# Opdracht 1:
Geef uit de onderstaande gegevens elke regel terug waarin het woord "clock" voorkomt.

# Leestekst:
Belanghebbende, X, voldoet in het jaar 2013 aan de eisen van art. 8.15 Wet IB 2001 (tekst 2013) om in aanmerking te komen voor de alleenstaande-ouderkorting, met uitzondering van de eis dat hij en zijn minderjarige zoon gedurende meer dan zes maanden op hetzelfde woonadres staan ingeschreven in de GBA. De zoon is van 1 januari tot en met 28 augustus 2013 in de GBA ingeschreven op het adres van een jeugdinstelling. In geschil is of X recht heeft op de alleenstaande-ouderkorting. De inspecteur staat deze heffingskorting niet toe omdat niet voldaan is aan de inschrijvingseis. Het hof beslist dat X wel recht heeft op de alleenstaande-ouderkorting. Het gelijkheidsbeginsel brengt mee dat het begunstigende beleid dat voor binnenschippers geldt ook bij X moet worden toegepast. De staatssecretaris komt in cassatie.

# Opdracht 2:
Noteer uit de tekst over de alleenstaande-ouderkorting letterlijk het gedeelte vanaf "Belanghebbende, X, voldoet" tot en met "komt in cassatie.".

Gegevens voor objectlocatie-annotatie:
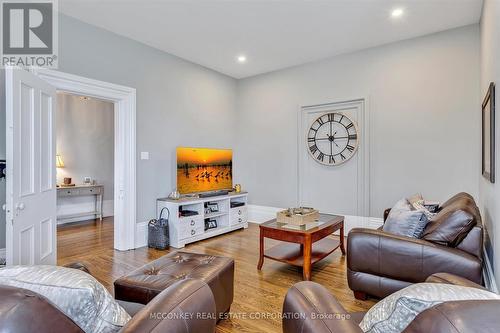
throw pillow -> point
(450, 226)
(76, 293)
(404, 221)
(395, 312)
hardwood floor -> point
(256, 292)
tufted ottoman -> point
(143, 284)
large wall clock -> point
(332, 139)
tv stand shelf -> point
(188, 229)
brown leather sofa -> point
(380, 263)
(309, 308)
(174, 310)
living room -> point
(229, 117)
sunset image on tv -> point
(204, 169)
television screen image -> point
(204, 170)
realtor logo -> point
(29, 33)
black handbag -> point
(158, 231)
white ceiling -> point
(272, 34)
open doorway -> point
(31, 205)
(85, 169)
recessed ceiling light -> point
(397, 12)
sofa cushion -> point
(452, 223)
(75, 293)
(395, 312)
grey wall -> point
(490, 71)
(423, 97)
(178, 102)
(85, 140)
(2, 155)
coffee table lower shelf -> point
(290, 253)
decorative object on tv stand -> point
(332, 139)
(59, 162)
(175, 195)
(488, 134)
(298, 216)
(67, 182)
(204, 170)
(210, 224)
(158, 231)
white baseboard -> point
(141, 234)
(260, 214)
(489, 277)
(79, 205)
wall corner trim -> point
(488, 275)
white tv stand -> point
(188, 229)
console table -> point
(230, 214)
(82, 190)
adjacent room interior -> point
(255, 166)
(85, 164)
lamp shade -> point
(59, 162)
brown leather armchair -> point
(23, 311)
(380, 263)
(309, 307)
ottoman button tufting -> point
(151, 271)
(217, 272)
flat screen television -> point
(204, 170)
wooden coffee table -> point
(302, 247)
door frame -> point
(124, 99)
(363, 121)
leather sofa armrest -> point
(186, 306)
(309, 307)
(458, 317)
(406, 259)
(453, 279)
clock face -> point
(332, 139)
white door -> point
(340, 188)
(31, 178)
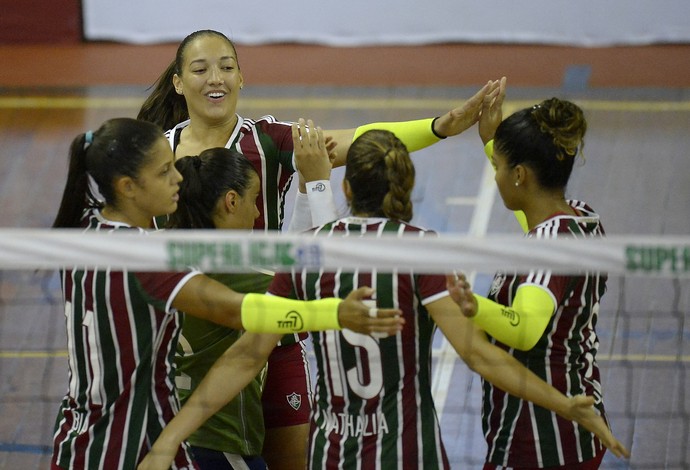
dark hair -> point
(164, 106)
(206, 179)
(546, 137)
(381, 176)
(120, 147)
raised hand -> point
(492, 111)
(463, 117)
(461, 293)
(313, 153)
(355, 315)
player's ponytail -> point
(75, 194)
(164, 106)
(205, 180)
(380, 175)
(400, 173)
(120, 147)
(546, 137)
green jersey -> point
(238, 428)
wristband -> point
(321, 202)
(416, 135)
(272, 314)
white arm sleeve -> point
(321, 202)
(301, 215)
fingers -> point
(360, 293)
(305, 133)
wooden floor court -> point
(636, 174)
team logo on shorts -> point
(295, 400)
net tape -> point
(240, 251)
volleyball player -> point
(196, 99)
(123, 327)
(373, 399)
(219, 191)
(533, 152)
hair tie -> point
(88, 139)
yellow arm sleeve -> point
(521, 325)
(416, 135)
(272, 314)
(519, 215)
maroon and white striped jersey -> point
(373, 403)
(267, 143)
(520, 433)
(121, 337)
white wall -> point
(389, 22)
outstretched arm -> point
(314, 202)
(507, 373)
(519, 326)
(206, 298)
(419, 134)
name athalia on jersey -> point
(350, 425)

# Antwoord 1:
large wall clock -> point
clock face -> point

# Antwoord 2:
Belanghebbende, X, voldoet in het jaar 2013 aan de eisen van art. 8.15 Wet IB 2001 (tekst 2013) om in aanmerking te komen voor de alleenstaande-ouderkorting, met uitzondering van de eis dat hij en zijn minderjarige zoon gedurende meer dan zes maanden op hetzelfde woonadres staan ingeschreven in de GBA. De zoon is van 1 januari tot en met 28 augustus 2013 in de GBA ingeschreven op het adres van een jeugdinstelling. In geschil is of X recht heeft op de alleenstaande-ouderkorting. De inspecteur staat deze heffingskorting niet toe omdat niet voldaan is aan de inschrijvingseis. Het hof beslist dat X wel recht heeft op de alleenstaande-ouderkorting. Het gelijkheidsbeginsel brengt mee dat het begunstigende beleid dat voor binnenschippers geldt ook bij X moet worden toegepast. De staatssecretaris komt in cassatie.